[Task goal] Nothing in the listing may be skipped; repeat it all exactly.

[Record set]
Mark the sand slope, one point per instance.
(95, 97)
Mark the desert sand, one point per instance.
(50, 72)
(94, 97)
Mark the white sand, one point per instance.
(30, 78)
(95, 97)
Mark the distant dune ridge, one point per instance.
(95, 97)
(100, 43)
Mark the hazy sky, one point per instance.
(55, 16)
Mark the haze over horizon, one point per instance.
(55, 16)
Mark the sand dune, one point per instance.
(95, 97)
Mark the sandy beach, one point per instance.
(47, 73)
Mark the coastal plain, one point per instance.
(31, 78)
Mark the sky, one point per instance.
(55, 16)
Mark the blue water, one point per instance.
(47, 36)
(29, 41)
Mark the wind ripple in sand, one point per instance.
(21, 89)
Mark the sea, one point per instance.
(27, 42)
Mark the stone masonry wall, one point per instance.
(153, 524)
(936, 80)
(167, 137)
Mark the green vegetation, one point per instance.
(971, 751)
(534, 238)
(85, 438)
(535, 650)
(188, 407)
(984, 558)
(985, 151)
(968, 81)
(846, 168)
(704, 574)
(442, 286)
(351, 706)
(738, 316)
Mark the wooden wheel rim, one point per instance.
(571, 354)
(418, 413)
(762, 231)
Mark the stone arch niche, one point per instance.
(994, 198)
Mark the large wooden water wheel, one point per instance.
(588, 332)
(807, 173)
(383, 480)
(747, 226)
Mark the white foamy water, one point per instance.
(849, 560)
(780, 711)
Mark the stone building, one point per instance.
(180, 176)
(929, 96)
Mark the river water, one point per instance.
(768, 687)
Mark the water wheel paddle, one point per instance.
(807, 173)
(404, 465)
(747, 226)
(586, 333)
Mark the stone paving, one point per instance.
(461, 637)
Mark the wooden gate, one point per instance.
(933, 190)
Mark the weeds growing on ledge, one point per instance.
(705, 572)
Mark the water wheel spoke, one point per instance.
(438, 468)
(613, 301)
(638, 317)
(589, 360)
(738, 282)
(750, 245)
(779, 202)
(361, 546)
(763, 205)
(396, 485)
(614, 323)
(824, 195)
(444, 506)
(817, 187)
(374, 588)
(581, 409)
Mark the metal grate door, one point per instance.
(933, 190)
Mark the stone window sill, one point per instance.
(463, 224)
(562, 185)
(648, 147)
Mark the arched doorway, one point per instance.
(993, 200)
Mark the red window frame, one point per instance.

[Solution to this problem]
Mark the sand slope, one point per instance.
(95, 97)
Mark the desert sand, one point per instance.
(50, 72)
(94, 97)
Mark the white sand, one point per instance.
(30, 78)
(95, 97)
Mark the distant dune ridge, one point per instance.
(95, 97)
(100, 43)
Mark the hazy sky, one point per instance.
(55, 16)
Mark the haze over horizon, one point per instance.
(55, 16)
Mark the sand dune, one point per instance.
(95, 97)
Mark the sandy beach, one point per instance.
(47, 73)
Mark the coastal plain, one point per instance.
(31, 78)
Mark the sky, one point per instance.
(55, 16)
Mark the blue water, one point per instance.
(47, 36)
(29, 41)
Mark the wind ripple in sand, one point per instance.
(21, 89)
Mark the sea, one point per instance.
(27, 42)
Mark the stone masonry wall, one point per instance.
(153, 524)
(936, 80)
(167, 137)
Mark the green vegetation, one point per instance.
(971, 751)
(534, 238)
(85, 438)
(535, 650)
(188, 407)
(984, 558)
(985, 151)
(968, 81)
(846, 168)
(704, 574)
(442, 286)
(351, 706)
(738, 316)
Mark the wooden wheel rim, one point per instance.
(571, 354)
(418, 413)
(762, 231)
Mark the stone arch niche, one point per instance.
(994, 198)
Mark the large wooden water wheel, one point per instance.
(588, 332)
(807, 173)
(383, 480)
(747, 226)
Mark the white foamy water, one point per instance.
(849, 560)
(780, 711)
Mark the stone building, one point per instance.
(180, 176)
(929, 96)
Mark the river water, one point per instance.
(768, 687)
Mark the water wheel paddle, one point per instance.
(807, 173)
(404, 465)
(747, 226)
(586, 333)
Mark the stone paving, one point per instance.
(461, 637)
Mark the wooden gate, one point per instance.
(933, 190)
Mark the weeds growing on ledge, one point per instance.
(705, 572)
Mark the water wheel spoke, one point per instance.
(438, 468)
(613, 301)
(638, 317)
(589, 360)
(738, 282)
(750, 245)
(779, 202)
(361, 546)
(763, 205)
(396, 485)
(614, 323)
(824, 195)
(444, 506)
(817, 187)
(374, 588)
(581, 409)
Mark the metal grate door, one point per instance.
(933, 190)
Mark the stone window sill, one point per instance.
(463, 224)
(562, 185)
(648, 147)
Mark the arched doorway, one point per instance.
(993, 200)
Mark the red window frame, one point per instance.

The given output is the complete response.